── Source excerpt ──

My movie review of Wonder Woman is live at the Independent Institute. I really liked the film, and, as I mention in another blog post, I think this might be a break through film for women directors. The film is smart, well executed, and superbly directed by Patty Jenkins.

Perhaps one of the elements I appreciate the most is the multidimensional development of the main character, Diana Prince (Wonder Woman). She doesn’t lose her gender identity as she embraces the superhero role and heroic commitment to saving the human race. Diana Prince is not a character that essentially acts and looks like a man. Kudos to screenwriter Allan Heinberg for scripting a great character and giving her a worthy arc. Jenkins has also done an excellent job blending an international cast and using the story to play off their differences. Their differences become humorous interactions that deepen relationships and understanding.

───
── Supplied material ──

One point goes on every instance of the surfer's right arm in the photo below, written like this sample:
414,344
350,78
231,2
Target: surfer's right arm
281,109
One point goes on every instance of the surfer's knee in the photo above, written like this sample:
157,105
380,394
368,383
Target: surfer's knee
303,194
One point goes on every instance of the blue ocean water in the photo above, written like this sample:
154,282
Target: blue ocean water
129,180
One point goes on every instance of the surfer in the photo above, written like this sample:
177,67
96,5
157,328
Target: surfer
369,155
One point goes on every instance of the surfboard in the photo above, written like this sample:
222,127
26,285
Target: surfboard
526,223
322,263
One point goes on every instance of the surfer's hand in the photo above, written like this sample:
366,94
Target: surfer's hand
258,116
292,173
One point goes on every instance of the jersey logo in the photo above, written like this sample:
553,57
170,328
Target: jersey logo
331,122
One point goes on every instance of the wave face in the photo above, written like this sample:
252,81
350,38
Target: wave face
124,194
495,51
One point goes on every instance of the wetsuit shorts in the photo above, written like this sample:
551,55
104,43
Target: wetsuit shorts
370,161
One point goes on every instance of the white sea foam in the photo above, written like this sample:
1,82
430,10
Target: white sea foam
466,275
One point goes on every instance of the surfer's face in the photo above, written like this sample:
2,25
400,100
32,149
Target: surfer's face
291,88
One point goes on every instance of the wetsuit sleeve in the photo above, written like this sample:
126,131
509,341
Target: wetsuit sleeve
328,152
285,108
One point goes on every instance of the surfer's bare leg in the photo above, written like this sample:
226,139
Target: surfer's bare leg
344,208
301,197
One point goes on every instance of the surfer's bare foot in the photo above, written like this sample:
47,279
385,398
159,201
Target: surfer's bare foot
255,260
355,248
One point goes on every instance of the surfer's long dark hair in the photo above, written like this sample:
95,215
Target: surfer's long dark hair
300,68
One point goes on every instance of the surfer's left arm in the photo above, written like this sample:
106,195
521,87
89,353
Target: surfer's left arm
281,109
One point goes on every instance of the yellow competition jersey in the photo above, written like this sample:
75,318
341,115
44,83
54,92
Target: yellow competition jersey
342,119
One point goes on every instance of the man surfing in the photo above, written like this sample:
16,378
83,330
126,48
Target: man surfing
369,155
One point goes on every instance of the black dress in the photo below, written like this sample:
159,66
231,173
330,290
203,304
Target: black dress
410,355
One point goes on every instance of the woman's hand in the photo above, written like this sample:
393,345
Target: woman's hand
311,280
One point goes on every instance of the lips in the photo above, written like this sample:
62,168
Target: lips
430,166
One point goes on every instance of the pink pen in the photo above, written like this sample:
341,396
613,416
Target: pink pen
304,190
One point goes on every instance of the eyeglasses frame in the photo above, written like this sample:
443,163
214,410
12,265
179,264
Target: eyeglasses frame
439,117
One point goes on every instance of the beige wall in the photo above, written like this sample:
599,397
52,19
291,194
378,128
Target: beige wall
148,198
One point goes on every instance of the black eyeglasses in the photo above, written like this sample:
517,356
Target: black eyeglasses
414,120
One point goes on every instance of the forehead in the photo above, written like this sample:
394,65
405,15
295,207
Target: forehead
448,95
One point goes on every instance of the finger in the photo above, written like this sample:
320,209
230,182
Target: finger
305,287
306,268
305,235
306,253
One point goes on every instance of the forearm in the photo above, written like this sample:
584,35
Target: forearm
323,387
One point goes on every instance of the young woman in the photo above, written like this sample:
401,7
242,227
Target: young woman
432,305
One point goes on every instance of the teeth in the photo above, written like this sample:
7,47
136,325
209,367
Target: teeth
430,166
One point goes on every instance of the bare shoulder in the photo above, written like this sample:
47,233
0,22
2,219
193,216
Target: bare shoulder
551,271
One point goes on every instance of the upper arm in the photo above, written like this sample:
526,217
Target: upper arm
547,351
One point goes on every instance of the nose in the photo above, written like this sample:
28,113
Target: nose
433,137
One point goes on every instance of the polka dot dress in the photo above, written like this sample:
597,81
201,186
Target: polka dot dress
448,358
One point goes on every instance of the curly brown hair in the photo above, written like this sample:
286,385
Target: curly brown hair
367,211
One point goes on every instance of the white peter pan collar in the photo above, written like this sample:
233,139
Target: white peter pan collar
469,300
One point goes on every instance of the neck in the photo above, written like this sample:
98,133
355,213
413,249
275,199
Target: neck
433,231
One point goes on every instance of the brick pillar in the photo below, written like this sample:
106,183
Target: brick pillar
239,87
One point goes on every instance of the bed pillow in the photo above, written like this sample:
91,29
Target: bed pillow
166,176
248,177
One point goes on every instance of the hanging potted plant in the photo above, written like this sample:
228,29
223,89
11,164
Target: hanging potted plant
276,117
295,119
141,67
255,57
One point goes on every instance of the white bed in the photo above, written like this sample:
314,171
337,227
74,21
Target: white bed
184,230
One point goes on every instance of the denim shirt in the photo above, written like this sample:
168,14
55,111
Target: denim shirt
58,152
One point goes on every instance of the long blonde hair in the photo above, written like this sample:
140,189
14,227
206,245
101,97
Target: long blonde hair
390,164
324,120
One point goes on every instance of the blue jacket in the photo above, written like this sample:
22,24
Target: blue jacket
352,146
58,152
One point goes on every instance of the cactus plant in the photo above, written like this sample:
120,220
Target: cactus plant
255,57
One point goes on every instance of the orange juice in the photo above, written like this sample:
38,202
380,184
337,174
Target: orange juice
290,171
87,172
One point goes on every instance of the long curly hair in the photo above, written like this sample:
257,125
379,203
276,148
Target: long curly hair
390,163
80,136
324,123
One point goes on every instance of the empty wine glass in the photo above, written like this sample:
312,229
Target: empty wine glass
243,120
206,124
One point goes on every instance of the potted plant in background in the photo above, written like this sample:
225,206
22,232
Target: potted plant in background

───

Set task
Please name the screenwriter the Wonder Woman review above credits with scripting the main character.

Result for this exercise
Allan Heinberg